> **Text shown**
##############################

From 61009379872b40dbd0d69bb3baaf82e55ec58b39 Mon Sep 17 00:00:00 2001
From: Mathieu Desnoyers <mathieu.desnoyers@efficios.com>
Date: Thu, 8 Mar 2012 20:16:27 -0500
Subject: [PATCH] RCU Judy Array Design and initial files

Signed-off-by: Mathieu Desnoyers <mathieu.desnoyers@efficios.com>
---
 Makefile.am            |   6 +-
 rcuja/design.txt       | 373 +++++++++++++++++++++++++++++++++++++++++
 rcuja/rcuja-internal.h |  27 +++
 rcuja/rcuja.c          |  25 +++
 4 files changed, 429 insertions(+), 2 deletions(-)
 create mode 100644 rcuja/design.txt
 create mode 100644 rcuja/rcuja-internal.h
 create mode 100644 rcuja/rcuja.c

diff --git a/Makefile.am b/Makefile.am
index 0a4d357..df170f3 100644
--- a/Makefile.am
+++ b/Makefile.am
@@ -17,7 +17,7 @@ nobase_dist_include_HEADERS = urcu/compiler.h urcu/hlist.h urcu/list.h \
 		urcu/wfqueue.h urcu/rculfstack.h urcu/rculfqueue.h \
 		urcu/ref.h urcu/cds.h urcu/urcu_ref.h urcu/urcu-futex.h \
 		urcu/uatomic_arch.h urcu/rculfhash.h urcu/wfcqueue.h \
-		urcu/lfstack.h \
+		urcu/rcuja.h urcu/lfstack.h \
 		$(top_srcdir)/urcu/map/*.h \
 		$(top_srcdir)/urcu/static/*.h \
 		urcu/tls-compat.h
@@ -45,6 +45,8 @@ endif
 RCULFHASH = rculfhash.c rculfhash-mm-order.c rculfhash-mm-chunk.c \
 		rculfhash-mm-mmap.c
 
+RCUJA = rcuja/rcuja.c
+
 lib_LTLIBRARIES = liburcu-common.la \
 		liburcu.la liburcu-qsbr.la \
 		liburcu-mb.la liburcu-signal.la liburcu-bp.la \
@@ -74,7 +76,7 @@ liburcu_bp_la_SOURCES = urcu-bp.c urcu-pointer.c $(COMPAT)
 liburcu_bp_la_LIBADD = liburcu-common.la
 
 liburcu_cds_la_SOURCES = rculfqueue.c rculfstack.c lfstack.c \
-	$(RCULFHASH) $(COMPAT)
+	$(RCULFHASH) $(RCUJA) $(COMPAT)
 liburcu_cds_la_LIBADD = liburcu-common.la
 
 pkgconfigdir = $(libdir)/pkgconfig
diff --git a/rcuja/design.txt b/rcuja/design.txt
new file mode 100644
index 0000000..775ec97
--- /dev/null
+++ b/rcuja/design.txt
@@ -0,0 +1,373 @@
+RCU Judy Array Design
+Mathieu Desnoyers <mathieu.desnoyers@efficios.com>
+March 8, 2012
+
+Initial ideas based on the released Judy Shop Manual
+(http://judy.sourceforge.net/). Judy was invented by Doug Baskins and
+implemented by Hewlett-Packard.

##############################

[A series of records]

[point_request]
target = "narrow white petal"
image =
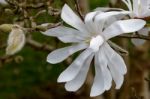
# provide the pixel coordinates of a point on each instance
(72, 19)
(116, 66)
(62, 31)
(98, 86)
(61, 54)
(138, 42)
(116, 60)
(104, 18)
(71, 72)
(106, 73)
(122, 27)
(16, 41)
(70, 39)
(89, 22)
(78, 81)
(104, 9)
(128, 4)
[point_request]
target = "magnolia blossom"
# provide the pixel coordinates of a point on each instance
(139, 9)
(3, 2)
(91, 36)
(16, 40)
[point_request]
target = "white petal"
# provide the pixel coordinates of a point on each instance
(78, 81)
(71, 72)
(61, 31)
(72, 19)
(124, 26)
(104, 18)
(116, 66)
(96, 42)
(61, 54)
(128, 4)
(138, 42)
(71, 39)
(89, 22)
(104, 9)
(106, 73)
(16, 41)
(98, 84)
(116, 60)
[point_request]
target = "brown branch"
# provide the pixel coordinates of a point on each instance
(39, 46)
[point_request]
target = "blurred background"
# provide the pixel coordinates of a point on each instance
(27, 75)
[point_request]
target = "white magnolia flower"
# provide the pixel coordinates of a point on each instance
(16, 40)
(91, 36)
(3, 2)
(139, 9)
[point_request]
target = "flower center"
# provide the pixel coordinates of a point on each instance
(96, 42)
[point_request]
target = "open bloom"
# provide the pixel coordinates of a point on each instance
(139, 9)
(91, 35)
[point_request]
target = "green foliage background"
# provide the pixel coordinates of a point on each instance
(33, 77)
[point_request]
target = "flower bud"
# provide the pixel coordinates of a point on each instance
(16, 40)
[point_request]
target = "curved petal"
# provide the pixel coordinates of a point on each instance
(104, 18)
(116, 66)
(78, 81)
(106, 73)
(71, 39)
(72, 19)
(61, 54)
(61, 31)
(106, 9)
(122, 27)
(89, 22)
(72, 71)
(16, 41)
(128, 4)
(98, 84)
(138, 42)
(116, 60)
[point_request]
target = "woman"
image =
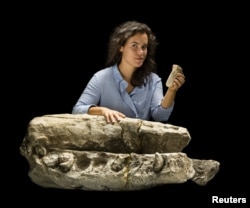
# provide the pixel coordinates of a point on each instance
(128, 86)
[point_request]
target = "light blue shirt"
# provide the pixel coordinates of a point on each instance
(107, 88)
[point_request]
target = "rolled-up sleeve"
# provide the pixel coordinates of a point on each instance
(89, 97)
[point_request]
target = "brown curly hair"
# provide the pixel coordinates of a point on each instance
(118, 39)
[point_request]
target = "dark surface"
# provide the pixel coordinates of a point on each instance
(58, 53)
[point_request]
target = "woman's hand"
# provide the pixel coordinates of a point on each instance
(112, 116)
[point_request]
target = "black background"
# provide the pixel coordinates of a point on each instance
(56, 52)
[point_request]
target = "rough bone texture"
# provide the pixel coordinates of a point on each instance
(84, 152)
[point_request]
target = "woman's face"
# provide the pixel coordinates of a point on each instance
(135, 51)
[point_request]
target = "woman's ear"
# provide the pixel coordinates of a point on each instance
(121, 49)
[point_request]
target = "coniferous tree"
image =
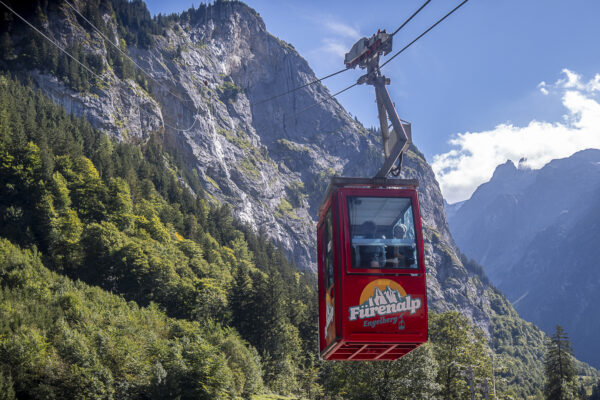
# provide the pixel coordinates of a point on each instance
(595, 392)
(559, 367)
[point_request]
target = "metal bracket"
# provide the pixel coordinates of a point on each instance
(395, 142)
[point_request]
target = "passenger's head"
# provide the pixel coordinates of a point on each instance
(400, 231)
(368, 228)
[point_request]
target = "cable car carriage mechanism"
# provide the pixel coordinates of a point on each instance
(371, 269)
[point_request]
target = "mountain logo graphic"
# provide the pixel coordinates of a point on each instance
(383, 297)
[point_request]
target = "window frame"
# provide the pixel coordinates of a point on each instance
(345, 221)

##############################

> **Task A**
Which files does the patch create as new files?
> **Task B**
According to the patch, who invented Judy?
These items have nothing to do with the tasks.

> **Final answer A**
rcuja/design.txt, rcuja/rcuja-internal.h, rcuja/rcuja.c

> **Final answer B**
Doug Baskins